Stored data

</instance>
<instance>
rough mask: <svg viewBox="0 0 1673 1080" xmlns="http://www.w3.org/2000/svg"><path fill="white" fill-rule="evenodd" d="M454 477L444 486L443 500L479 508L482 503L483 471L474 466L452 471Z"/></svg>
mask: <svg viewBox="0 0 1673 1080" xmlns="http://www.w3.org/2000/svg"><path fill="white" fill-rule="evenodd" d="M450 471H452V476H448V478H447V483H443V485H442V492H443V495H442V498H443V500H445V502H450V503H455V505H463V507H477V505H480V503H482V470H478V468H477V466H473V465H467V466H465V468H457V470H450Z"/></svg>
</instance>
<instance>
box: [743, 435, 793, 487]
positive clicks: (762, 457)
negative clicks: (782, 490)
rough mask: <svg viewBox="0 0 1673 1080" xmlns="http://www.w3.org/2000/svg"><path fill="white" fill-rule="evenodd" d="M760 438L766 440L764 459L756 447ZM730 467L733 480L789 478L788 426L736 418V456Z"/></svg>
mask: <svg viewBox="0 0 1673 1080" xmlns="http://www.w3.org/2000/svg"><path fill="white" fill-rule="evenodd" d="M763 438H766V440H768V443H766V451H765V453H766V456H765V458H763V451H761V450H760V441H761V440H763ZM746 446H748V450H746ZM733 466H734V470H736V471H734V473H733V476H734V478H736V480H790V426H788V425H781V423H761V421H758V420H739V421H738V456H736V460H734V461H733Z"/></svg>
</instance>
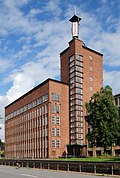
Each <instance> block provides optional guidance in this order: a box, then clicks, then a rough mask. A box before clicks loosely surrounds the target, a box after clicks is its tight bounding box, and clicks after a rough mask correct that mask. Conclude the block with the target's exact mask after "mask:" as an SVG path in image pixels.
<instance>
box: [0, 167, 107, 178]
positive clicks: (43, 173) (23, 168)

_WORK INSTRUCTION_: Count, in the records above, the lines that include "clicks", and give the number with nothing added.

_ANSWER TO THE PROBLEM_: 4